> [KETENTUAN TUGAS 1] Ambil seluruh teks tentang kebebasan berkontrak di bawah ini dan tuliskan kembali tanpa mengubah satu kata pun.

> [KUTIPAN TEKS]
# # # # # # #
Ketentuan yang ada pada Pasal 1320 dan 1338 KUHPerdata memuat asas-asas dan prinsip kebebasan untuk membuat kontrak atau perjanjian. Dalam hukum perdata pada dasarnya setiap orang diberi kebebasan untuk membuat perjanjian baik dari segi bentuk maupun muatan, selama tidak melanggar ketentuan perundang-undangan, kesusilaan, kepatutan dalam masyarakat (lihat Pasal 1337 KUHPerdata).
# # # # # # #
> [KETENTUAN TUGAS 2] Temukan setiap baris dalam daftar di bawah yang memuat kata "silver", lalu salin baris-baris tersebut.

> [BAHAN TERSEDIA]
# # # # # # #
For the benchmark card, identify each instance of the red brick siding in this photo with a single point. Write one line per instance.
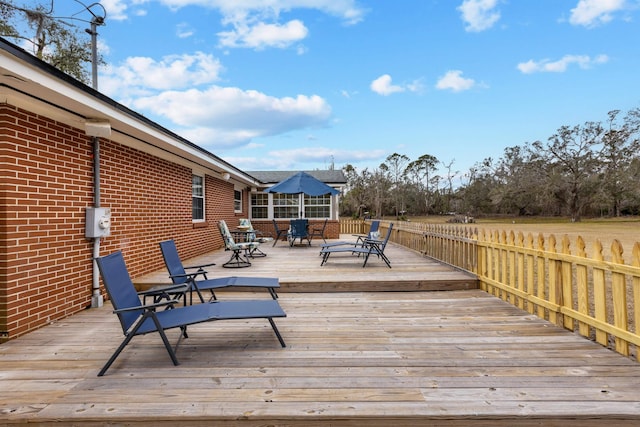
(47, 184)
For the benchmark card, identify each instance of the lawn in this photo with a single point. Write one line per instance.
(626, 230)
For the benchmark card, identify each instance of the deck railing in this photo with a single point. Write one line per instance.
(597, 298)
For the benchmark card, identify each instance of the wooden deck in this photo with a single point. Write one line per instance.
(356, 357)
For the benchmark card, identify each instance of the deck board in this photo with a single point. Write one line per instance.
(354, 357)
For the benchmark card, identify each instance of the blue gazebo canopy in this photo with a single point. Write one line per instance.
(304, 183)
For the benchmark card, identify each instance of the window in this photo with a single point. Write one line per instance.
(317, 206)
(237, 200)
(286, 205)
(260, 205)
(197, 197)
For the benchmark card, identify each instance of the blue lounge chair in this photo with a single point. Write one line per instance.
(179, 275)
(139, 319)
(367, 248)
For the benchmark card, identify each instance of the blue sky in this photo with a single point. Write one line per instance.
(303, 84)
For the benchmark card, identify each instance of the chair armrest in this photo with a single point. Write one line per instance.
(189, 276)
(147, 307)
(165, 288)
(199, 266)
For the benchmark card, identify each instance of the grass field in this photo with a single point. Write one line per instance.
(626, 230)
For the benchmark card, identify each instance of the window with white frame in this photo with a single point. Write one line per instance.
(197, 197)
(286, 205)
(237, 200)
(317, 206)
(259, 205)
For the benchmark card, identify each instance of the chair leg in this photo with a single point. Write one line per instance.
(237, 261)
(277, 332)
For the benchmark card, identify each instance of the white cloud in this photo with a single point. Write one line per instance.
(255, 23)
(479, 15)
(384, 86)
(184, 30)
(142, 74)
(116, 9)
(453, 80)
(227, 116)
(590, 13)
(261, 35)
(298, 157)
(561, 65)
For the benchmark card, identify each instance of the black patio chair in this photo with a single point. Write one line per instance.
(190, 275)
(139, 319)
(280, 233)
(367, 248)
(299, 230)
(318, 231)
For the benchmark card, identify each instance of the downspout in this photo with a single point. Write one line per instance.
(96, 297)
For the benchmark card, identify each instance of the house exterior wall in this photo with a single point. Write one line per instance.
(47, 184)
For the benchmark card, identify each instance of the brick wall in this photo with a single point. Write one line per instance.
(47, 184)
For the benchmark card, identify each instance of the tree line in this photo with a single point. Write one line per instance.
(591, 169)
(54, 39)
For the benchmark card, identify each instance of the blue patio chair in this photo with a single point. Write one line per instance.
(179, 275)
(299, 230)
(139, 319)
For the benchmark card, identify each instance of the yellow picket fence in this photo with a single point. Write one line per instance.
(596, 297)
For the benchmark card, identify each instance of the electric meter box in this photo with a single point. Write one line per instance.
(98, 222)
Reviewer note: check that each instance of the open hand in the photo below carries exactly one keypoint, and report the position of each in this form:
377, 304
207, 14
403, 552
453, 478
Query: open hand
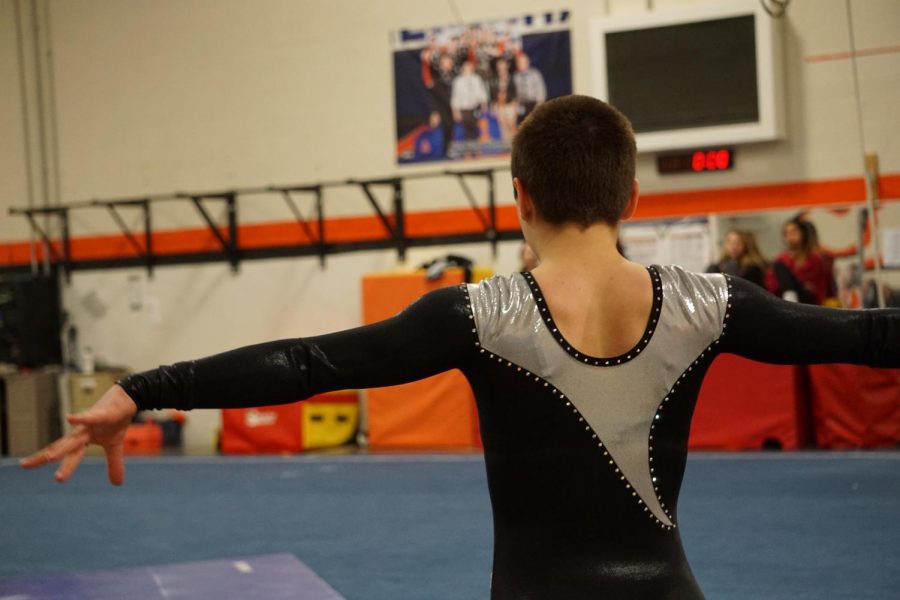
103, 424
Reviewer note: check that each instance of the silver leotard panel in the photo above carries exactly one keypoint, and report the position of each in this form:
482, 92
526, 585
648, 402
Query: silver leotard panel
618, 401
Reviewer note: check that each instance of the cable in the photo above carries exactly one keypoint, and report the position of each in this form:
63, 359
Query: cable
455, 10
870, 200
775, 8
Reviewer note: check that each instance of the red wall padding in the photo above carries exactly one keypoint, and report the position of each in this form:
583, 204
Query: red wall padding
744, 403
855, 406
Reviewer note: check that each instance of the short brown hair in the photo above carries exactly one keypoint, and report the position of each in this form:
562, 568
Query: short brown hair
575, 155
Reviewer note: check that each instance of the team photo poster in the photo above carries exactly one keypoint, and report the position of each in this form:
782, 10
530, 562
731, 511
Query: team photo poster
461, 91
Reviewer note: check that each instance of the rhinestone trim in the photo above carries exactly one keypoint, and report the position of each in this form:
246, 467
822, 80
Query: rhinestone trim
600, 361
595, 439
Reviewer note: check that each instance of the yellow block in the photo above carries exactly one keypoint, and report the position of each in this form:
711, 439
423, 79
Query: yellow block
329, 424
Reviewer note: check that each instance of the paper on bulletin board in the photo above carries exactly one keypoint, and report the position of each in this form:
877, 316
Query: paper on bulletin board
683, 244
891, 247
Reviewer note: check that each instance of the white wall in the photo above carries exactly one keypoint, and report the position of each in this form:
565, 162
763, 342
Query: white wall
165, 95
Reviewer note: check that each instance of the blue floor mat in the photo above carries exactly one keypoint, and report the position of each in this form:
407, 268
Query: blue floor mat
816, 525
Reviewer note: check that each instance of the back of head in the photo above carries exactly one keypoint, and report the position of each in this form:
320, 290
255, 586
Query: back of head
575, 156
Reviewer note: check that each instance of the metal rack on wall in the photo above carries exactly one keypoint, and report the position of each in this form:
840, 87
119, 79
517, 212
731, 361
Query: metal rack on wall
58, 252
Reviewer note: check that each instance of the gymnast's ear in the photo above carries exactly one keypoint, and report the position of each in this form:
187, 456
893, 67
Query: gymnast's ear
524, 203
629, 209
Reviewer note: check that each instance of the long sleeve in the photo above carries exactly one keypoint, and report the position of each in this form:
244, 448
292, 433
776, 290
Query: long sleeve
432, 335
763, 327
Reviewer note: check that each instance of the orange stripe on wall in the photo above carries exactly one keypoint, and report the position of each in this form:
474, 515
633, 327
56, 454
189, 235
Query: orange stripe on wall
463, 221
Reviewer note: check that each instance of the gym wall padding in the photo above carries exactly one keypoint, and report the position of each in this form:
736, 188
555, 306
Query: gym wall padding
321, 421
855, 407
746, 405
432, 413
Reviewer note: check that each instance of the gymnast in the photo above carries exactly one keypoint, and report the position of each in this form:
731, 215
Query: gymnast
585, 371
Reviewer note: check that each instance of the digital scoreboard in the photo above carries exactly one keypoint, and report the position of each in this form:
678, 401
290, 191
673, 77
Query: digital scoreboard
695, 161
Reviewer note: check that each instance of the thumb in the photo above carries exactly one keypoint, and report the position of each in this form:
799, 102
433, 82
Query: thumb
115, 464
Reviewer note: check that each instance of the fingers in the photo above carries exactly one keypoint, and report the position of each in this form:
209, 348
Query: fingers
57, 450
91, 417
69, 464
115, 464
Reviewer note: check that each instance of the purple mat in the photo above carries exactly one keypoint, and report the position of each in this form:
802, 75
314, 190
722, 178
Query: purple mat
268, 577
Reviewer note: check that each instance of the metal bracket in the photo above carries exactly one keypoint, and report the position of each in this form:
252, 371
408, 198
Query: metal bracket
317, 238
62, 213
146, 250
229, 244
489, 223
397, 229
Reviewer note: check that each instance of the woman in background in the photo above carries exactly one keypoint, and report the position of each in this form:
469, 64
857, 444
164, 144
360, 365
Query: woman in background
741, 258
800, 273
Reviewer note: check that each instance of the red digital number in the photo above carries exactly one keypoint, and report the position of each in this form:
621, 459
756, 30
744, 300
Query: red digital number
723, 159
698, 161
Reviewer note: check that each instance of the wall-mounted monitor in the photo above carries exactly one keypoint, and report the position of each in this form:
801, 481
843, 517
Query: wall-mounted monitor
706, 75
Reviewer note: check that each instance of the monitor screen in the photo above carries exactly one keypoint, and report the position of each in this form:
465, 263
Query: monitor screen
686, 75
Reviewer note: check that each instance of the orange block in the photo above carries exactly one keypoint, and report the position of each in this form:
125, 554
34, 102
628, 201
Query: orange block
143, 438
264, 429
434, 412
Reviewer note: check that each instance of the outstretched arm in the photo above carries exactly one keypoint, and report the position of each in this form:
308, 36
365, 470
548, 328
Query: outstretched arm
432, 335
768, 329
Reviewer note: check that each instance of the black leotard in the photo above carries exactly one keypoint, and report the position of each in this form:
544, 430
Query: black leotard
585, 454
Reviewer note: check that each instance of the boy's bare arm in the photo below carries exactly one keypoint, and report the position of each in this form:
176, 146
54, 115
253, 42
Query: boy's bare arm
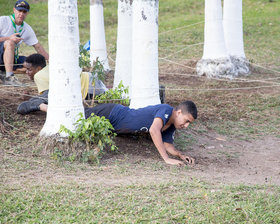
155, 132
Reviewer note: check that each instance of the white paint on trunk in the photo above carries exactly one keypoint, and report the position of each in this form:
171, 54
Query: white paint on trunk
97, 34
215, 61
144, 83
124, 44
214, 42
233, 31
65, 100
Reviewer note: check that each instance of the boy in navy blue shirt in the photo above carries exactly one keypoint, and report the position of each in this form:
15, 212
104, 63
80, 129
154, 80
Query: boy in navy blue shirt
160, 121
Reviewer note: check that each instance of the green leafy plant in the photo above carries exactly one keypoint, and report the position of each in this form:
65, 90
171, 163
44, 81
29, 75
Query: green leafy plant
84, 58
98, 69
117, 93
96, 132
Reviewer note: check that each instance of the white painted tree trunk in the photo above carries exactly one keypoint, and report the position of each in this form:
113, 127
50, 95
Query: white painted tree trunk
65, 100
215, 61
144, 83
97, 34
233, 31
124, 44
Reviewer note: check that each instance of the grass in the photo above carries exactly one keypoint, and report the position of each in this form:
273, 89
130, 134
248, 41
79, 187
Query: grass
185, 202
35, 189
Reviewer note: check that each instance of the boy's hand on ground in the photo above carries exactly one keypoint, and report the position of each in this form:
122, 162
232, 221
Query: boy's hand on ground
15, 37
174, 162
187, 159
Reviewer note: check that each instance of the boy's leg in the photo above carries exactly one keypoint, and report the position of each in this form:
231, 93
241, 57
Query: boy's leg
100, 110
7, 54
33, 104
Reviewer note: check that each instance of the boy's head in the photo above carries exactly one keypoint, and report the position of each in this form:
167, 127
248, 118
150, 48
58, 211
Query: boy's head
184, 114
33, 64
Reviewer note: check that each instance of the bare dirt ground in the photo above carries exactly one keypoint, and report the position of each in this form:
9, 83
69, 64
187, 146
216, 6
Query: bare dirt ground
219, 158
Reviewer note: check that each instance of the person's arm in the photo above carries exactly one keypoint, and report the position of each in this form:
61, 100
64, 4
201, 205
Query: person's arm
40, 50
43, 107
171, 150
13, 37
155, 132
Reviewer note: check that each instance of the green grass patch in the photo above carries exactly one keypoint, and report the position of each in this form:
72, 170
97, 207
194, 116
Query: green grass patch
191, 202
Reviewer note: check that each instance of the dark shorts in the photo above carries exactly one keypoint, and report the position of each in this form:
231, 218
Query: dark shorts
33, 103
100, 110
19, 61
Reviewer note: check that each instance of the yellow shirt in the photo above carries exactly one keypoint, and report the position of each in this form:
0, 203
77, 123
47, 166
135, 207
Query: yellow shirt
41, 79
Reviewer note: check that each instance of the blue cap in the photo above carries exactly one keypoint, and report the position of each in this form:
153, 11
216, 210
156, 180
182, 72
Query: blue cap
22, 5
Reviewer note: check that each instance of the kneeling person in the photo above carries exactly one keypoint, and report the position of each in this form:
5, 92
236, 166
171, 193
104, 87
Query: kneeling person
38, 71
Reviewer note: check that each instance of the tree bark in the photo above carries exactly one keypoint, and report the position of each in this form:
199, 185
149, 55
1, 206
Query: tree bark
65, 99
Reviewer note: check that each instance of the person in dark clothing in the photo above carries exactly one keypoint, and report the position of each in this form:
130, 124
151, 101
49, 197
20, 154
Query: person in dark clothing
160, 121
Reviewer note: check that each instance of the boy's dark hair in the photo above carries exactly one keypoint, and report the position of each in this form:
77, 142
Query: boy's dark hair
36, 60
188, 107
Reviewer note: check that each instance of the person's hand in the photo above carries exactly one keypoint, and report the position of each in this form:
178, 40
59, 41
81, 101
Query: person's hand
187, 159
16, 37
174, 162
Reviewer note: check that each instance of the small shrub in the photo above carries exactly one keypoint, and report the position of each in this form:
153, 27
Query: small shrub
84, 58
95, 132
111, 95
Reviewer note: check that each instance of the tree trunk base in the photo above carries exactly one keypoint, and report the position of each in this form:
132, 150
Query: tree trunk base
221, 68
242, 65
229, 67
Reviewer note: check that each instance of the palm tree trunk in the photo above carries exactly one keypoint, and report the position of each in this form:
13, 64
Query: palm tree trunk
124, 44
215, 61
97, 34
144, 83
233, 31
65, 99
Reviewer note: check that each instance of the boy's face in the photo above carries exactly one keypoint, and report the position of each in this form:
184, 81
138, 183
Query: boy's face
20, 16
31, 70
182, 120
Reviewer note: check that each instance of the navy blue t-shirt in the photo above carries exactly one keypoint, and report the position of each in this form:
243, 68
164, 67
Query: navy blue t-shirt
126, 120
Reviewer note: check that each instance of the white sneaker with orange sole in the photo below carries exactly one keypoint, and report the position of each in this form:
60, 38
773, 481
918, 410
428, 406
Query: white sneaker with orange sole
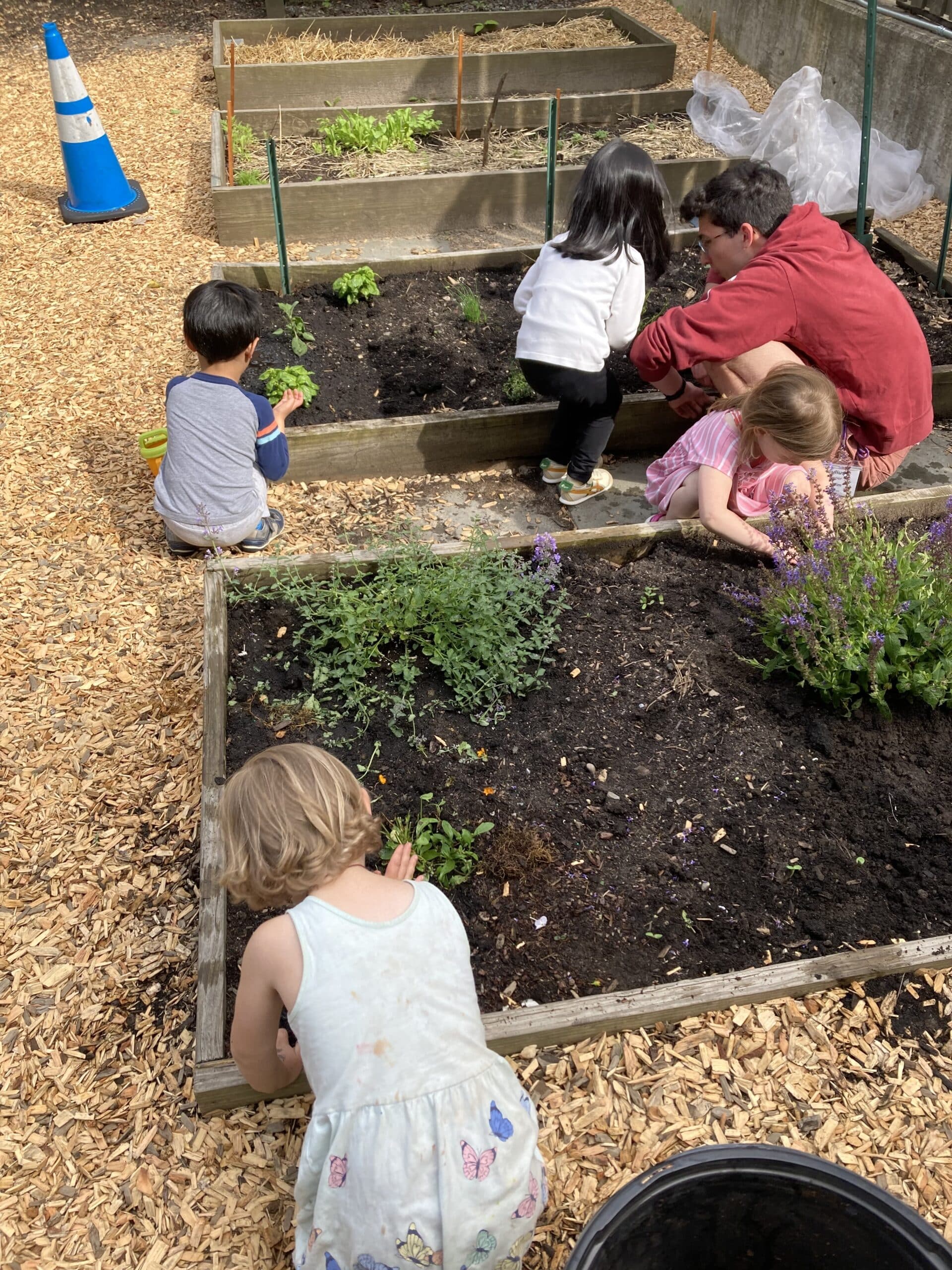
573, 492
554, 473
# # # # # # #
> [JAWABAN BENAR 1]
Ketentuan yang ada pada Pasal 1320 dan 1338 KUHPerdata memuat asas-asas dan prinsip kebebasan untuk membuat kontrak atau perjanjian. Dalam hukum perdata pada dasarnya setiap orang diberi kebebasan untuk membuat perjanjian baik dari segi bentuk maupun muatan, selama tidak melanggar ketentuan perundang-undangan, kesusilaan, kepatutan dalam masyarakat (lihat Pasal 1337 KUHPerdata).

> [JAWABAN BENAR 2]
Reviewer note: check that each instance of the silver leotard panel in the photo above carries exactly one keypoint, and report the position of each in this form:
Query: silver leotard panel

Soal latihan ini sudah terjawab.